**THE REQUEST**: Recast the part of the items below that opens with the line containing "In this exercise you will locate the barren" and closes with the line containing "[(22, 59), (48, 72)]" as a Markdown table, leaving out blank lines. Use the columns Row and Line, with Row holding the row number.

**LISTED RECORDS**:
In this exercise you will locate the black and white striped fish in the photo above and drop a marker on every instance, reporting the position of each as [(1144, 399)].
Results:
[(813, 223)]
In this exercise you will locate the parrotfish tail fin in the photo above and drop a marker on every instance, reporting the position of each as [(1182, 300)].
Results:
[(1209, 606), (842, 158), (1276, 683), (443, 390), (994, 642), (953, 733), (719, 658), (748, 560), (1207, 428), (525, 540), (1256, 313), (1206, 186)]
* * *
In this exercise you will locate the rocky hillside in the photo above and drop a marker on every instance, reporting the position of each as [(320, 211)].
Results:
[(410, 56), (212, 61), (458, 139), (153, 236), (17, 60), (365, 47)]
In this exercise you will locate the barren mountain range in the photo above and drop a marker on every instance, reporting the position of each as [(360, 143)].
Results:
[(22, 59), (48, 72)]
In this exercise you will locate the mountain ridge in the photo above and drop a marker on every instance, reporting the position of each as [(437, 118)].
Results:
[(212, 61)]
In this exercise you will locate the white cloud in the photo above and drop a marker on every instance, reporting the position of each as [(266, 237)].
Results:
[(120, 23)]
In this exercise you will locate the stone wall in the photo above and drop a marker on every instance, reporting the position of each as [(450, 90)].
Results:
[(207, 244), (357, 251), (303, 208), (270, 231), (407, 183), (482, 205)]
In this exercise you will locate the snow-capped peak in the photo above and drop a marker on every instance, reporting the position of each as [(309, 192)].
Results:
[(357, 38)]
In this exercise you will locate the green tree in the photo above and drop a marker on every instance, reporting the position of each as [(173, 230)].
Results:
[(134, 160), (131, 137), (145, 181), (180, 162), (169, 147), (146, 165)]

**OUTPUT**:
| Row | Line |
|---|---|
| 1 | In this exercise you will locate the barren mountain range in the photo above and drop a marker on every instance, reporting the position of each as [(360, 143)]. |
| 2 | Results: |
| 3 | [(22, 59), (48, 72)] |